# What the exercise asks:
Rewrite each of the following rows so that "Capability note" becomes "Usage note" wherever it occurs, and leave all other text in them unchanged.

######

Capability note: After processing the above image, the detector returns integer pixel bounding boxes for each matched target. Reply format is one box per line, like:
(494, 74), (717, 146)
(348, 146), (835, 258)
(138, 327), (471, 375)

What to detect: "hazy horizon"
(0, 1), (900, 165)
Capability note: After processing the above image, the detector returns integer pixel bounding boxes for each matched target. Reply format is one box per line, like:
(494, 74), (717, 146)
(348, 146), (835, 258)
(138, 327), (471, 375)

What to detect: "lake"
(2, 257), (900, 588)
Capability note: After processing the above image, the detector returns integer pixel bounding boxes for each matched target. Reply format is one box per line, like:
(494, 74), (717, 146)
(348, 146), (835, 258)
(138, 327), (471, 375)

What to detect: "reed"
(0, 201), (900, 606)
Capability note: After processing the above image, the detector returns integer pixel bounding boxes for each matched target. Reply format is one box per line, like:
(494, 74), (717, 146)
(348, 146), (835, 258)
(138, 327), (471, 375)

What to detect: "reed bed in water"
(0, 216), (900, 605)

######

# Right answer:
Usage note: After processing the above image, the detector returns integer pixel bounding boxes for each matched target. Reply format is one box per line, like:
(494, 74), (717, 146)
(348, 146), (835, 258)
(138, 327), (471, 375)

What to detect: "hazy horizon"
(0, 1), (900, 165)
Usage note: After processing the above image, the detector returns integer pixel bounding boxes for each matched target. Reply format is one box per line, like:
(494, 74), (717, 146)
(348, 146), (835, 258)
(138, 327), (471, 375)

What to detect: "lake"
(2, 257), (900, 588)
Usage note: After processing the above image, the detector returns integer pixel bounding boxes for each matched target. Reply format is one box per line, like:
(494, 74), (717, 146)
(348, 146), (835, 258)
(138, 327), (471, 375)

What to detect: "reed"
(0, 201), (900, 606)
Usage note: After processing the above image, the detector returns integer pixel bounding boxes for each matched target. Reply format is one box per line, like:
(494, 74), (717, 146)
(348, 146), (835, 258)
(138, 327), (471, 375)

What to detect: "reed bed in water"
(0, 216), (900, 605)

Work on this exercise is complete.